**Exercise requirements:**
Count how many lines in the data records below contain the string "asphalt" and reply with the number alone.

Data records

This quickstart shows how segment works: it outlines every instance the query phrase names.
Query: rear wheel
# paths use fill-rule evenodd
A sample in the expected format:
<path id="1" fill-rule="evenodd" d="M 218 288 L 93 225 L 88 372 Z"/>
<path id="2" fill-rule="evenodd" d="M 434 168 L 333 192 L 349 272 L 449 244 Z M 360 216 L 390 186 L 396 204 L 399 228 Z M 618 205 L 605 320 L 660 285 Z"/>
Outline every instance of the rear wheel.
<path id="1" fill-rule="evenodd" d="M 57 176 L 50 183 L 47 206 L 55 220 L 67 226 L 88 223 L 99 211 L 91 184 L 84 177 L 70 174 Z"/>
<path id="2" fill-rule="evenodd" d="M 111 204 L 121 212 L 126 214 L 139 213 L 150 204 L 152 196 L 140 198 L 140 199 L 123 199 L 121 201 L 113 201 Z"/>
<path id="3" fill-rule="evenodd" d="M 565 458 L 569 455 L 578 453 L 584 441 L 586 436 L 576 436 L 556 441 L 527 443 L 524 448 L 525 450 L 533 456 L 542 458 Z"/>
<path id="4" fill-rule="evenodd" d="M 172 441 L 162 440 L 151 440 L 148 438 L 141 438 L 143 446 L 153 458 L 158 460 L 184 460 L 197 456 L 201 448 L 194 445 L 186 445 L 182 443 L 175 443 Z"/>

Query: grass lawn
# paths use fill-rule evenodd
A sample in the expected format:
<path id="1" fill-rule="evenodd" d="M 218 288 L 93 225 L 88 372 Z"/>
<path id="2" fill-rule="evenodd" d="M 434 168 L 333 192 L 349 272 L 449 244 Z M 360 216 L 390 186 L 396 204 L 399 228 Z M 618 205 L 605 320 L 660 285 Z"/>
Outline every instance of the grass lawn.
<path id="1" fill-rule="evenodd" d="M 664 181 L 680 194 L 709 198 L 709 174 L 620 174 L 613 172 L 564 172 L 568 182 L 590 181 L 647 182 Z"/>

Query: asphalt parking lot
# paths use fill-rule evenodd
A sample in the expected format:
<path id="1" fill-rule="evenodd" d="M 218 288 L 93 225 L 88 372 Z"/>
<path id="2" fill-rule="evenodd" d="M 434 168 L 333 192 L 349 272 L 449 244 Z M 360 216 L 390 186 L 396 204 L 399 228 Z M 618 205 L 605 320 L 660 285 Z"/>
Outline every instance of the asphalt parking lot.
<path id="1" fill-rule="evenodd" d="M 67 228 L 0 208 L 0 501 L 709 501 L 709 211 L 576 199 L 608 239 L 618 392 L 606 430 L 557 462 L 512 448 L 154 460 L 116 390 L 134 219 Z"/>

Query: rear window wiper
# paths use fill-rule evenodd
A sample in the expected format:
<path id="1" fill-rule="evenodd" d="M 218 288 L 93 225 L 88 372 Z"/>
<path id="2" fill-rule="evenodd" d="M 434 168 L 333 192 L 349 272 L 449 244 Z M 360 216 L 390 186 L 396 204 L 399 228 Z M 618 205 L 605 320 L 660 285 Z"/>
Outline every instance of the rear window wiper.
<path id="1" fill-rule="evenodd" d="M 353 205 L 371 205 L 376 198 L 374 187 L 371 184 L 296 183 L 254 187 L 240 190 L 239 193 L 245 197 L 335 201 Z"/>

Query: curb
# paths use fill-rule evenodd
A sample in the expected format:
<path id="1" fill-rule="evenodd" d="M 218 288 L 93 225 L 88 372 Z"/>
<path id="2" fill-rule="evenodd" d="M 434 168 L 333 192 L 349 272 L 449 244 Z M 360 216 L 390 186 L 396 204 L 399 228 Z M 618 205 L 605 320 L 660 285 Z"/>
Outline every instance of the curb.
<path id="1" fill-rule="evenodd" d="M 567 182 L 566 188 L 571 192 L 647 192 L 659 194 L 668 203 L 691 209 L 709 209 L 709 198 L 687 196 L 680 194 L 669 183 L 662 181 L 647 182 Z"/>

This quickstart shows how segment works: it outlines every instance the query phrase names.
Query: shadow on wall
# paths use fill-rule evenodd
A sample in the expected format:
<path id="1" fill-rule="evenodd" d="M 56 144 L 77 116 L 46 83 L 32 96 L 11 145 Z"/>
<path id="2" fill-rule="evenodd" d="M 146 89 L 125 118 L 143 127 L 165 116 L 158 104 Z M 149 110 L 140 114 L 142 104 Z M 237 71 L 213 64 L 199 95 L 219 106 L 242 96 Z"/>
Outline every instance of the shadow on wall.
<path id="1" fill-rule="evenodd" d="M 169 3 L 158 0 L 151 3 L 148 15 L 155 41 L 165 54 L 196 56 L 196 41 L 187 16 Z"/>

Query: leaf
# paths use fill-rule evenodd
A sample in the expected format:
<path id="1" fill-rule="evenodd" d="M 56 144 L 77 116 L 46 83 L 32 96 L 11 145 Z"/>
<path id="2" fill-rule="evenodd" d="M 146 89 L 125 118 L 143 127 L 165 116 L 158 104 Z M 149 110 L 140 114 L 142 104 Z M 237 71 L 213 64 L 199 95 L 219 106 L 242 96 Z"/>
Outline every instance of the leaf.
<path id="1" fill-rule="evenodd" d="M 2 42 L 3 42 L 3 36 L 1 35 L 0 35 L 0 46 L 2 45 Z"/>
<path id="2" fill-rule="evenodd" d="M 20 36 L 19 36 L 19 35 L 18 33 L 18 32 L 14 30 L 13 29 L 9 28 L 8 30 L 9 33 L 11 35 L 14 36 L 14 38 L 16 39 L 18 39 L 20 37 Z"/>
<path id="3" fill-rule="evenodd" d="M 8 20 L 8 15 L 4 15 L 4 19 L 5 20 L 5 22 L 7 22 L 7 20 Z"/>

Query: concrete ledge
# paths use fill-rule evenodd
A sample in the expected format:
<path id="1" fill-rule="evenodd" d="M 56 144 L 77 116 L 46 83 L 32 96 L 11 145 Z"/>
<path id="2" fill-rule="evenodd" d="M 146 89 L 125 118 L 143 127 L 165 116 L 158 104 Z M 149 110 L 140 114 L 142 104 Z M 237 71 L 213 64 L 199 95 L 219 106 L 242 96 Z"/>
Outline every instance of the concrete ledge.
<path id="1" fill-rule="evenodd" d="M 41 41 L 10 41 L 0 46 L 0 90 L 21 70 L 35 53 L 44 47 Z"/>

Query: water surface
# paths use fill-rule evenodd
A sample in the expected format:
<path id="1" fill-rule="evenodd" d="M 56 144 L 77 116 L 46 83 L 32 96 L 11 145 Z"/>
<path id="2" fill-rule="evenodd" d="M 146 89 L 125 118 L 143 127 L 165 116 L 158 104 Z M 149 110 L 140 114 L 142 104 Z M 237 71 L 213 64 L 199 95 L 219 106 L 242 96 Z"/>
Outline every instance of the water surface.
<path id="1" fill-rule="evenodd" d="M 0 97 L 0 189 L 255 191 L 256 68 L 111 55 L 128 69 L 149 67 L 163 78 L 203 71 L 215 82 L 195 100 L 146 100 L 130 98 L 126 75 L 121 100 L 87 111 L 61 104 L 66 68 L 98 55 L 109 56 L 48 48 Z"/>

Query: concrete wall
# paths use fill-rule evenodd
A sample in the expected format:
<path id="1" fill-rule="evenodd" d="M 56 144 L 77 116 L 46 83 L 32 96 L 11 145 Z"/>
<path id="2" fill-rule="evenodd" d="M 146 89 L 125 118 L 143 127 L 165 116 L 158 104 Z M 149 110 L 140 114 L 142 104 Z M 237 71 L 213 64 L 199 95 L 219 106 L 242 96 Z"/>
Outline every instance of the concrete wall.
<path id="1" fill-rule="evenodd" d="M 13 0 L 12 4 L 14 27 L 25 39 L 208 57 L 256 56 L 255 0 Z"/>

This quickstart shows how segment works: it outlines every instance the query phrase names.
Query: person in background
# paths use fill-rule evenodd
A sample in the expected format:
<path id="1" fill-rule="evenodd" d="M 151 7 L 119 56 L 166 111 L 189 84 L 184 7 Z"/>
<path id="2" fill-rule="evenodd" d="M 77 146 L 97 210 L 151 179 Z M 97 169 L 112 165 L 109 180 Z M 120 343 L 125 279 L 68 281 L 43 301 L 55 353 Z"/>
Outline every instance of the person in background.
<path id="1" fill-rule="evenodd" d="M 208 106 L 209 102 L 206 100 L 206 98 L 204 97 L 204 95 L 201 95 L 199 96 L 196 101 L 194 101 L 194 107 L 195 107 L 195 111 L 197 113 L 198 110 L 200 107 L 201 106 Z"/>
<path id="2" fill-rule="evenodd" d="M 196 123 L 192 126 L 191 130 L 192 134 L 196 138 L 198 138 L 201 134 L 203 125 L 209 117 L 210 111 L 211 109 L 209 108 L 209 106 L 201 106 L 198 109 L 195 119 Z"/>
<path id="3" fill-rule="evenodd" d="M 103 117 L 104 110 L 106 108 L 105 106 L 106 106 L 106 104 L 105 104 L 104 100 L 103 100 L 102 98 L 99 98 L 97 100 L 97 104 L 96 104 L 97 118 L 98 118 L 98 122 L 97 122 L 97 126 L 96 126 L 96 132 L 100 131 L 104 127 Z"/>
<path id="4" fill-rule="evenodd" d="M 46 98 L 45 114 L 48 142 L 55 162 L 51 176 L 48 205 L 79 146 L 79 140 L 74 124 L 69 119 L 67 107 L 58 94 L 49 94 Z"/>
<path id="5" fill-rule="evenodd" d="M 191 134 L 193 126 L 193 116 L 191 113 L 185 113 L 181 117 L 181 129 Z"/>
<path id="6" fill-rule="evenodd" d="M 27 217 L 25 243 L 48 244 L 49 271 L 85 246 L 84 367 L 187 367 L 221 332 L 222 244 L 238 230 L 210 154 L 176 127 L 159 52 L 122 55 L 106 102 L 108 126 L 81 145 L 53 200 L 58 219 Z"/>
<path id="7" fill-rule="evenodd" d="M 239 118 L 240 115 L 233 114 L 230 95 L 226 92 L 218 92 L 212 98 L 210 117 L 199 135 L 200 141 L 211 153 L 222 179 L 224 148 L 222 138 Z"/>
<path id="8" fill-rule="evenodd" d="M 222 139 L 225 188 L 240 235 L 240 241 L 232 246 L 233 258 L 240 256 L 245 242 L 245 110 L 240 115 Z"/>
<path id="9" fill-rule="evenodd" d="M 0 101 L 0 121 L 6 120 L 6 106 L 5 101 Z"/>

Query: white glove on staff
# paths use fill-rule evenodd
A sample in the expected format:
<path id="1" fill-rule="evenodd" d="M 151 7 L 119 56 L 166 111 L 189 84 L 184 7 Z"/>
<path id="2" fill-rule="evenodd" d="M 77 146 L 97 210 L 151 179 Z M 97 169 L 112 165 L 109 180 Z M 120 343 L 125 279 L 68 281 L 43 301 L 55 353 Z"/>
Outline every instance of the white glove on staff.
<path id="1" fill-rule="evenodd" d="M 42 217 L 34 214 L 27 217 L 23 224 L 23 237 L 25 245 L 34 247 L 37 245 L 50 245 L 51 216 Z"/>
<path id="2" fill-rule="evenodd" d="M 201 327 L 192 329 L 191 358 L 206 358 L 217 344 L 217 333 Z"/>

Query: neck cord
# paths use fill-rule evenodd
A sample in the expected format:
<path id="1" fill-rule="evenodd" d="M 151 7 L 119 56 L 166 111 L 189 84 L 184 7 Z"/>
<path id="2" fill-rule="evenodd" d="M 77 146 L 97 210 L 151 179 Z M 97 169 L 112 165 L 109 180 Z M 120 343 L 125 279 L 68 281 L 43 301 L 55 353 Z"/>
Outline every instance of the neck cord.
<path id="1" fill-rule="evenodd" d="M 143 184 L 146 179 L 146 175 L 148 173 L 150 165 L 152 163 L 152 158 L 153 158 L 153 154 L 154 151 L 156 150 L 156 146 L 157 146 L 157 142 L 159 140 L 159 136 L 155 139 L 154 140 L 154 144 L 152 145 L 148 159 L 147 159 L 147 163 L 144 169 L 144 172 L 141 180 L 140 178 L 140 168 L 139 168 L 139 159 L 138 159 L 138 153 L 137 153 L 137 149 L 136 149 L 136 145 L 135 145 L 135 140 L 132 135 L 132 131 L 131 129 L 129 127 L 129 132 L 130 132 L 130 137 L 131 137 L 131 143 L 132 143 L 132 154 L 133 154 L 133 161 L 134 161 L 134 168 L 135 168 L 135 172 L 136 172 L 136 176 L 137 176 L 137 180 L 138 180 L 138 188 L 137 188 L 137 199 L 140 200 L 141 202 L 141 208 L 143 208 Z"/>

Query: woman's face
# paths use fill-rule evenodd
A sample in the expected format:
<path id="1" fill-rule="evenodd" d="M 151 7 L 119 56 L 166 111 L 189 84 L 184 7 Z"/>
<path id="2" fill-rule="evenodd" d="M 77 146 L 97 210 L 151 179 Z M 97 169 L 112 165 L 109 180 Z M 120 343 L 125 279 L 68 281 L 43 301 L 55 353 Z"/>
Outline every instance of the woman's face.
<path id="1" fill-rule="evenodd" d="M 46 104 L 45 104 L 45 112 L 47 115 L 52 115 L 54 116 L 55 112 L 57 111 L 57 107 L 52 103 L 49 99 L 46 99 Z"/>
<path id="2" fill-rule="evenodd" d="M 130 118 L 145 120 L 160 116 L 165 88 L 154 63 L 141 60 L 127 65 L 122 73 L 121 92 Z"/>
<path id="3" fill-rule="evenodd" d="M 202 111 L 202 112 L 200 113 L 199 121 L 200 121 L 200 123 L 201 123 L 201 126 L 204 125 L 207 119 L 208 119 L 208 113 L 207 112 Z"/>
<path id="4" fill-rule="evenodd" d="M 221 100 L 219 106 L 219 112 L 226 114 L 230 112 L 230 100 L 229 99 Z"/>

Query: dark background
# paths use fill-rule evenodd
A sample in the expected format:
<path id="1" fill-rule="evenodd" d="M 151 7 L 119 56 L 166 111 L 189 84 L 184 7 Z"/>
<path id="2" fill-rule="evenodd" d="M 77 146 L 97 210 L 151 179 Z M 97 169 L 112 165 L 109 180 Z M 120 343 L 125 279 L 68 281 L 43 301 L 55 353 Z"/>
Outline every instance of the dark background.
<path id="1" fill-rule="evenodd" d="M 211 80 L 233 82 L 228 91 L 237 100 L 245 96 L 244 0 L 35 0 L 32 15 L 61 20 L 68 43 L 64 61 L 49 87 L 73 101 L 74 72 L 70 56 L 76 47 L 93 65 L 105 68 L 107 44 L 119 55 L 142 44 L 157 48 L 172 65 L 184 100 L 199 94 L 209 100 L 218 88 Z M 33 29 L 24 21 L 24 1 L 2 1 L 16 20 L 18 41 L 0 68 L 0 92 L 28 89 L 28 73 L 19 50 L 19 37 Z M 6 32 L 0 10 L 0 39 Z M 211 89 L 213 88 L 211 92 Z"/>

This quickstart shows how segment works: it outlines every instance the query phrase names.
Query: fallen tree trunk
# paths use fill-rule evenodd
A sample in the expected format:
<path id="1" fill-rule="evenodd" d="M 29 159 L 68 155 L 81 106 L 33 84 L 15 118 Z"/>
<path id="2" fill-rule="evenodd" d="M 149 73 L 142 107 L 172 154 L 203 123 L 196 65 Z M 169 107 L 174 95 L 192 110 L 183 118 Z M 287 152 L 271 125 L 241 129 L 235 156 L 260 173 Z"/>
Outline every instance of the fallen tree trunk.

**Exercise answer:**
2